TASK BRIEF
Please rewrite the records below with every "fur" changed to "coat" and all else left as it is.

MATERIAL SUPPLIED
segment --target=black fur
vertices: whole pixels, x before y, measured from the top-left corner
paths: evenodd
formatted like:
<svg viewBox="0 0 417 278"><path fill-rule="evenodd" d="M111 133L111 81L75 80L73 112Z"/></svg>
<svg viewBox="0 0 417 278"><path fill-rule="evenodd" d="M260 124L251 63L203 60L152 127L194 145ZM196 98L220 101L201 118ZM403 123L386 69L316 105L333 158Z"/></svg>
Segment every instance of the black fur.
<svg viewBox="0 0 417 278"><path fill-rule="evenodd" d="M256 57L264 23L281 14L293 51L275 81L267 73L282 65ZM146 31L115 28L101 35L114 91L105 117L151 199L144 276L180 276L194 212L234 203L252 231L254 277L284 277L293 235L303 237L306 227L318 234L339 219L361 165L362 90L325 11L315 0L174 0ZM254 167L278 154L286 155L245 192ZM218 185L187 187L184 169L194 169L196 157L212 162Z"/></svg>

THE COMPLETED TASK
segment --target=black coat
vertices: whole pixels, x before y, measured from the top-left corner
paths: evenodd
formatted like:
<svg viewBox="0 0 417 278"><path fill-rule="evenodd" d="M111 133L111 81L75 80L73 112Z"/></svg>
<svg viewBox="0 0 417 278"><path fill-rule="evenodd" d="M260 124L251 63L203 60L152 127L194 145ZM196 98L220 101L201 118ZM403 123L386 69L316 105L333 158Z"/></svg>
Segment every instance of the black coat.
<svg viewBox="0 0 417 278"><path fill-rule="evenodd" d="M256 57L264 23L281 14L293 51L275 81L267 73L282 65ZM146 31L115 28L101 35L114 91L105 117L151 199L144 276L180 276L194 212L234 203L252 231L254 277L284 277L293 235L303 237L306 227L318 234L339 219L361 165L362 90L325 11L315 0L174 0ZM254 167L278 154L286 155L245 192ZM218 185L187 187L184 169L194 169L196 157L212 162Z"/></svg>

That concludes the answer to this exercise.